▸ **The records**
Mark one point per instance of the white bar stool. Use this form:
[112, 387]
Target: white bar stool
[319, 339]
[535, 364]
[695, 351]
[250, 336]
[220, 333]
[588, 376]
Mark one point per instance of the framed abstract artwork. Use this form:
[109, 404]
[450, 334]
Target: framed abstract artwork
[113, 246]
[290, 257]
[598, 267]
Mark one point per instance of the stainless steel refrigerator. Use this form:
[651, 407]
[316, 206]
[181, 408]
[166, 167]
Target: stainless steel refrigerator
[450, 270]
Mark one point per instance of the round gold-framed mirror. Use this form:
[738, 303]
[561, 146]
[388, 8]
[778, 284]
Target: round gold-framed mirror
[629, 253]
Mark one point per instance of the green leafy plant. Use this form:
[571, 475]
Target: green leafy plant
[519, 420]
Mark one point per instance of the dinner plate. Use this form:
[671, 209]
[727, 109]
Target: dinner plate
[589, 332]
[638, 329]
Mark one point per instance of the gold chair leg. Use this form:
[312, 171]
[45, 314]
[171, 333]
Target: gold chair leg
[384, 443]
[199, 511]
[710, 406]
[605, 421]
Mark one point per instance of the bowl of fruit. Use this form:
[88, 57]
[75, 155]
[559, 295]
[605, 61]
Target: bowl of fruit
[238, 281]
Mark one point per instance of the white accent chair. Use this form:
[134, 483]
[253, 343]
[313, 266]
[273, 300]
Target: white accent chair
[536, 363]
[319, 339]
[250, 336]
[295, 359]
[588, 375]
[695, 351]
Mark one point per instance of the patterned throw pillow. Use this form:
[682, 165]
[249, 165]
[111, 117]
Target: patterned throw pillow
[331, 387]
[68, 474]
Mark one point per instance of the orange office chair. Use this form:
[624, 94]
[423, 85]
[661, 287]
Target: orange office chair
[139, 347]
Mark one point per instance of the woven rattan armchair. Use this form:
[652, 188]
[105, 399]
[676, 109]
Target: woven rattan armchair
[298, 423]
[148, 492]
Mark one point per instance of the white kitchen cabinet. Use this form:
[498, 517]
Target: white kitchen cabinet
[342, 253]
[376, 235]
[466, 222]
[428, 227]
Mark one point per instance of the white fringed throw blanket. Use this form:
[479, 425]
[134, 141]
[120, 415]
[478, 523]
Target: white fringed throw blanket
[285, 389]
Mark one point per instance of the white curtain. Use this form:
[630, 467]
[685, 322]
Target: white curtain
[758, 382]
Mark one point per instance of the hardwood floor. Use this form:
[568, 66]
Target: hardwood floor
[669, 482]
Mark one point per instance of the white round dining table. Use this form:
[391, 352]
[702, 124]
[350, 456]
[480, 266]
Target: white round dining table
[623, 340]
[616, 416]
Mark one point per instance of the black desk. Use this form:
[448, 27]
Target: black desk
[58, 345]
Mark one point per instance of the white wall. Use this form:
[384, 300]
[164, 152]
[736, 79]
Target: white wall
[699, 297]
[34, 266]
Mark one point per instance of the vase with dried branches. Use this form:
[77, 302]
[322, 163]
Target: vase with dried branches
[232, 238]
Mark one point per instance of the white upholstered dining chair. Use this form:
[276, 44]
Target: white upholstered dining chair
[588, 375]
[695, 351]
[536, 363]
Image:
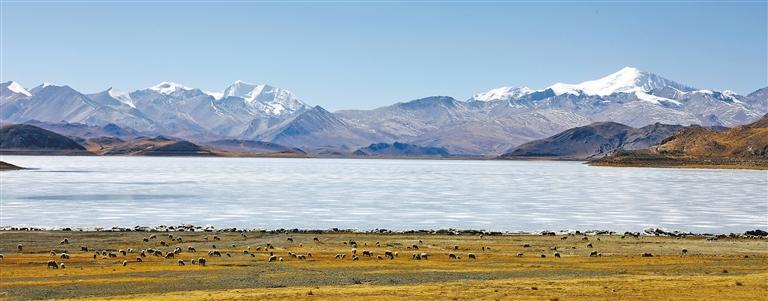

▸ **Aim of the exercise**
Can you render every line of the items above as a Markdown table with a Row column numbering each line and a Line column holding its text? Skip blank lines and leave out the pictures.

▸ **Solution to this problem**
| Row | Line |
|---|---|
| 1 | Mark one point per instance of the white bar stool. Use this form: |
| 2 | [112, 387] |
| 3 | Target: white bar stool |
| 4 | [319, 339] |
| 5 | [535, 364] |
| 6 | [695, 351] |
| 7 | [250, 336] |
| 8 | [220, 333] |
| 9 | [588, 376] |
| 10 | Mark one point per instance of the framed abstract artwork. Use this form: |
| 11 | [109, 404] |
| 12 | [450, 334] |
| 13 | Target: framed abstract artwork |
| 14 | [113, 246] |
| 15 | [290, 257] |
| 16 | [598, 267] |
| 17 | Mark one point per instance of the stainless steel refrigerator. Use this form: |
| 18 | [651, 407] |
| 19 | [316, 206] |
| 20 | [181, 408] |
| 21 | [166, 167] |
| 22 | Target: stainless steel refrigerator |
| 23 | [450, 270] |
| 24 | Mark one point per instance of the round gold-framed mirror. Use this form: |
| 25 | [738, 303] |
| 26 | [561, 146] |
| 27 | [388, 8] |
| 28 | [778, 284] |
| 29 | Target: round gold-framed mirror |
| 30 | [629, 253] |
| 31 | Mark one point per instance of the green leafy plant. Use this form: |
| 32 | [571, 475] |
| 33 | Target: green leafy plant |
| 34 | [519, 420] |
| 35 | Mark one point per instance of the dinner plate. Use this form: |
| 36 | [671, 209] |
| 37 | [727, 109] |
| 38 | Target: dinner plate |
| 39 | [589, 332] |
| 40 | [638, 329] |
| 41 | Mark one point per instance of the gold chair leg. Use this form: |
| 42 | [312, 171] |
| 43 | [45, 314] |
| 44 | [171, 333] |
| 45 | Target: gold chair leg |
| 46 | [384, 443] |
| 47 | [199, 511] |
| 48 | [710, 406] |
| 49 | [605, 421] |
| 50 | Mark one point per instance of the bowl of fruit. Use this form: |
| 51 | [88, 57] |
| 52 | [75, 155] |
| 53 | [559, 295] |
| 54 | [605, 61] |
| 55 | Target: bowl of fruit |
| 56 | [238, 281] |
| 57 | Mark one point per instance of the white accent chair. Use this form: |
| 58 | [134, 483] |
| 59 | [253, 343] |
| 60 | [313, 266] |
| 61 | [273, 300] |
| 62 | Target: white accent chair |
| 63 | [536, 363] |
| 64 | [319, 339] |
| 65 | [250, 336] |
| 66 | [295, 359] |
| 67 | [588, 375] |
| 68 | [695, 351] |
| 69 | Mark one point per instance of the patterned throw pillow. Use this form: |
| 70 | [682, 165] |
| 71 | [249, 165] |
| 72 | [111, 117] |
| 73 | Target: patterned throw pillow |
| 74 | [331, 387] |
| 75 | [68, 474] |
| 76 | Mark one point per instance of the orange office chair. Use this form: |
| 77 | [624, 94] |
| 78 | [423, 85] |
| 79 | [661, 287] |
| 80 | Target: orange office chair |
| 81 | [139, 347] |
| 82 | Mark one point per instance of the woven rattan armchair. Use this form: |
| 83 | [652, 188] |
| 84 | [105, 399] |
| 85 | [676, 109] |
| 86 | Target: woven rattan armchair |
| 87 | [298, 423] |
| 88 | [148, 492] |
| 89 | Mark one point per instance of the white kitchen cabinet. Use this form: |
| 90 | [498, 517] |
| 91 | Target: white kitchen cabinet |
| 92 | [342, 253] |
| 93 | [376, 235] |
| 94 | [466, 222] |
| 95 | [428, 227] |
| 96 | Mark one point per instance of the white fringed throw blanket. Use this form: |
| 97 | [479, 425] |
| 98 | [134, 141] |
| 99 | [120, 415] |
| 100 | [478, 523] |
| 101 | Target: white fringed throw blanket |
| 102 | [285, 389] |
| 103 | Mark one point per instance of the white curtain. Use this form: |
| 104 | [630, 467] |
| 105 | [685, 322] |
| 106 | Target: white curtain |
| 107 | [758, 382] |
| 108 | Mark one point per instance of the hardwood floor. Use this form: |
| 109 | [568, 66] |
| 110 | Target: hardwood floor |
| 111 | [669, 482] |
| 112 | Mark one point per instance of the white round dining table. Use this form: |
| 113 | [391, 352] |
| 114 | [702, 124] |
| 115 | [350, 456] |
| 116 | [480, 266] |
| 117 | Target: white round dining table |
| 118 | [623, 340] |
| 119 | [616, 416] |
| 120 | Mark one point per instance of the black desk. Use this form: |
| 121 | [448, 27] |
| 122 | Target: black desk |
| 123 | [58, 345] |
| 124 | Mark one point per instance of the white wall. Use this form: |
| 125 | [384, 300] |
| 126 | [164, 152] |
| 127 | [736, 79] |
| 128 | Target: white wall |
| 129 | [699, 297] |
| 130 | [34, 266] |
| 131 | Mark one point per instance of the vase with dried branches. Use this form: |
| 132 | [77, 302] |
| 133 | [322, 163] |
| 134 | Target: vase with dried branches |
| 135 | [232, 238] |
| 136 | Mark one point per instance of the white upholstered dining chair. Use this form: |
| 137 | [276, 44] |
| 138 | Target: white upholstered dining chair |
| 139 | [588, 375] |
| 140 | [695, 351] |
| 141 | [536, 363] |
| 142 | Image: |